Reading passage →
Sri Lanka: Inability

We desperately need a new Constitution to address the important questions that arise in a multi-ethnic, pluralistic society such as ours






by Kan Butani

( November 23, 2018, Colombo, Sri Lanka Guardian) The constitutional crisis in Sri Lanka began with the appointment of Mahinda Rajapaksa as Prime Minister on 26th October 2018 and the sacking of Prime Minister Ranil Wickremesinghe.

The President gave several reasons for the sacking of Wickremesinghe, one of them being that it was very difficult to work with Ranil, as the latter was extremely stubborn. He had even approached Sajith Premadasa and Karu Jayasuriya to take over as the PM, because the UNP as the party with the majority deserved recognition. Karu did not say a word about being approached, but Sajith had admitted that he was in fact approached, had taken it up with the UNP high command and discussed the matter seriously with Ranil, who could have approached the President and sorted matters peacefully. If Sajith had kept silent and not taken up the request with the UNP high command, he would have made a grave mistake and been partly responsible for the present crisis.

Supplied entries →
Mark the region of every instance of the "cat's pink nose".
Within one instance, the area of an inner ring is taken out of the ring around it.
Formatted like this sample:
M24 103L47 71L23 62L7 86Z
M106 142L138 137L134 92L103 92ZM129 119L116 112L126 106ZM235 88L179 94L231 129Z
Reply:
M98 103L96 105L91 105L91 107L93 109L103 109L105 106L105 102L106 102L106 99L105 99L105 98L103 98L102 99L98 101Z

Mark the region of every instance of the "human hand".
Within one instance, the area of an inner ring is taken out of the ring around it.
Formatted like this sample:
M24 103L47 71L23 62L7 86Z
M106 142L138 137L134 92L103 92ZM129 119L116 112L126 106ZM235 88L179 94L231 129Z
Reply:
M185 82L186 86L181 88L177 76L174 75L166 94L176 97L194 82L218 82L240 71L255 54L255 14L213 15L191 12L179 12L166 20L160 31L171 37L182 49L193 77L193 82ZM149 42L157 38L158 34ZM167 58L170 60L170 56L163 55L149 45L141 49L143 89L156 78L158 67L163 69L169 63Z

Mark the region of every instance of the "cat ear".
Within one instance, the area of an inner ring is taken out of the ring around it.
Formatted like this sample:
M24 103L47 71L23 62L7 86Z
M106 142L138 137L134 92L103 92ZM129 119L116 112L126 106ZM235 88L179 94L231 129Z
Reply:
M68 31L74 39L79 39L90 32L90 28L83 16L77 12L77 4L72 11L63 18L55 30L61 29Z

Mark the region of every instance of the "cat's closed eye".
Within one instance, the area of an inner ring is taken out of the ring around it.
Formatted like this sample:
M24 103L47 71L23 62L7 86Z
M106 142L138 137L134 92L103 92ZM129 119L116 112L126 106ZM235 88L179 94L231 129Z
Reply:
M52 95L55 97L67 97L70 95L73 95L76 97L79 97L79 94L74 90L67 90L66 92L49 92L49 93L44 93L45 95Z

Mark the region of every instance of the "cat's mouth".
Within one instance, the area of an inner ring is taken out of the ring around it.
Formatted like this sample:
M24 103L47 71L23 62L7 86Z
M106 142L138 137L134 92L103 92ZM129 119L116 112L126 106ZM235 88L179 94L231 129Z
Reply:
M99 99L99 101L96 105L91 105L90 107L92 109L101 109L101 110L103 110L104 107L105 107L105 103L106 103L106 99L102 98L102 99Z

--

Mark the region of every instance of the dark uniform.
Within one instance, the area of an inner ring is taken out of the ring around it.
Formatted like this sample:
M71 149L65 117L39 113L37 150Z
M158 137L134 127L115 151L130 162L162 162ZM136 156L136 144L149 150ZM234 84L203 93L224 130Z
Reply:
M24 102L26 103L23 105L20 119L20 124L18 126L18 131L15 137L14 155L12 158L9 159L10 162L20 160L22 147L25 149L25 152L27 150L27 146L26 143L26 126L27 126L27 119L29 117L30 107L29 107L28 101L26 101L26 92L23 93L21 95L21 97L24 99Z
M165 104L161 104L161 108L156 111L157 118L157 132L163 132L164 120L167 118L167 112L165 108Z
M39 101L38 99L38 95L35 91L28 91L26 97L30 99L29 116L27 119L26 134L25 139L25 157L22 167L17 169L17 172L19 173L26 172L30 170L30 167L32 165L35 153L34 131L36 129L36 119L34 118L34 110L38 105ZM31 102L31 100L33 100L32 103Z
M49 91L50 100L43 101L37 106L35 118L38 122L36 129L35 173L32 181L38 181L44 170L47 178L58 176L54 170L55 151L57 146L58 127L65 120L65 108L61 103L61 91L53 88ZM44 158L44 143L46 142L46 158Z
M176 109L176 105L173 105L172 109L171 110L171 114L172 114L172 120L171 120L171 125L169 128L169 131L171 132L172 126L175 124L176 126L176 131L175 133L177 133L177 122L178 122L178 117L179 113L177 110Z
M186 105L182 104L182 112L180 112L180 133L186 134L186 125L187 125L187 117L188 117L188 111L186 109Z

Written tasks →
**A.** Reproduce the stretch of the article on Sri Lanka's constitutional crisis from "The President gave" through "the present crisis.".
**B.** According to the article on Sri Lanka's constitutional crisis, on what date was Mahinda Rajapaksa appointed Prime Minister?

Solutions per task →
**A.**
The President gave several reasons for the sacking of Wickremesinghe, one of them being that it was very difficult to work with Ranil, as the latter was extremely stubborn. He had even approached Sajith Premadasa and Karu Jayasuriya to take over as the PM, because the UNP as the party with the majority deserved recognition. Karu did not say a word about being approached, but Sajith had admitted that he was in fact approached, had taken it up with the UNP high command and discussed the matter seriously with Ranil, who could have approached the President and sorted matters peacefully. If Sajith had kept silent and not taken up the request with the UNP high command, he would have made a grave mistake and been partly responsible for the present crisis.

**B.** 26th October 2018